§ **Written task**
Pick out each line in the items below that contains the word "lilac", and copy those lines.
◆ ◆ ◆ ◆ ◆
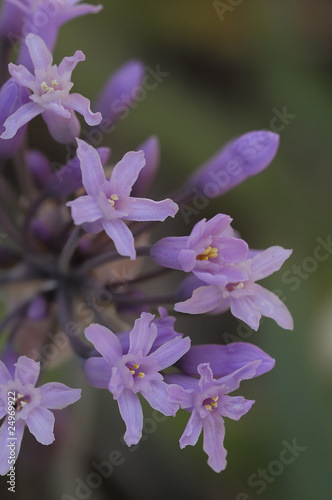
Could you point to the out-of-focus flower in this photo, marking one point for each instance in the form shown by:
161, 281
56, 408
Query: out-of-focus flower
30, 406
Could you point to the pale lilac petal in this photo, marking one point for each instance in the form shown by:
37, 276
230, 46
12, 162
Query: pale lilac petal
271, 306
56, 396
82, 105
105, 341
39, 53
177, 394
68, 64
122, 237
147, 175
85, 209
98, 372
22, 75
143, 335
225, 359
132, 414
204, 299
93, 175
27, 370
192, 431
5, 375
268, 261
213, 442
245, 309
21, 116
231, 382
157, 397
172, 351
63, 130
143, 209
126, 172
40, 422
5, 439
234, 407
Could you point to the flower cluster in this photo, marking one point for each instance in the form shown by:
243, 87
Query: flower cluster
85, 229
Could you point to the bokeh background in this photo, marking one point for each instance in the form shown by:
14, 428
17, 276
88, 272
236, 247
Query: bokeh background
229, 73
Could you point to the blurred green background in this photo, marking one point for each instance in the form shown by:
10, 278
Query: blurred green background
226, 77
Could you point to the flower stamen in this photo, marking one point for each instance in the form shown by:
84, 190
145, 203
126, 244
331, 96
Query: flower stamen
209, 253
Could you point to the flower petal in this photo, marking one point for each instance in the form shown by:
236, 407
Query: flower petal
143, 209
234, 407
268, 261
157, 397
5, 439
271, 306
27, 370
143, 335
56, 396
125, 172
21, 116
122, 237
98, 372
40, 422
85, 209
172, 351
132, 414
192, 431
41, 56
105, 341
93, 175
204, 299
213, 442
82, 105
245, 309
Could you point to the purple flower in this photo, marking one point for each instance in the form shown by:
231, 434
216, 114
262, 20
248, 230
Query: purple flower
31, 405
247, 300
225, 359
209, 252
43, 18
137, 371
108, 202
50, 96
12, 98
239, 159
208, 403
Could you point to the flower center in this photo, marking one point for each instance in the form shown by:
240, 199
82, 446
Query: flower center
232, 286
113, 198
209, 253
47, 89
211, 403
21, 401
134, 370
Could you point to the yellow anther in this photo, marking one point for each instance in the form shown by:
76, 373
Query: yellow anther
113, 198
209, 253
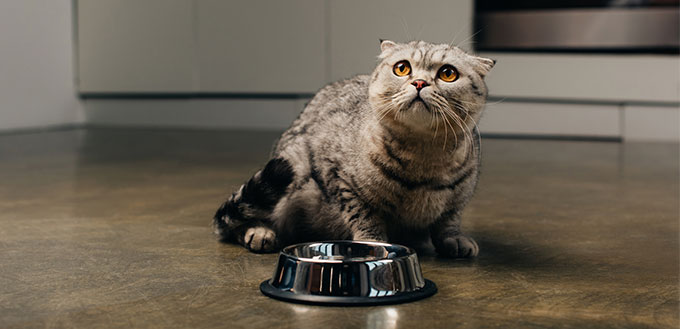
◆ ◆ ◆ ◆ ◆
§ **Reply to the exercise**
Could you point to the pale lilac petal in this photo, marking one point for each instance in the form shown by:
Query: pale lilac petal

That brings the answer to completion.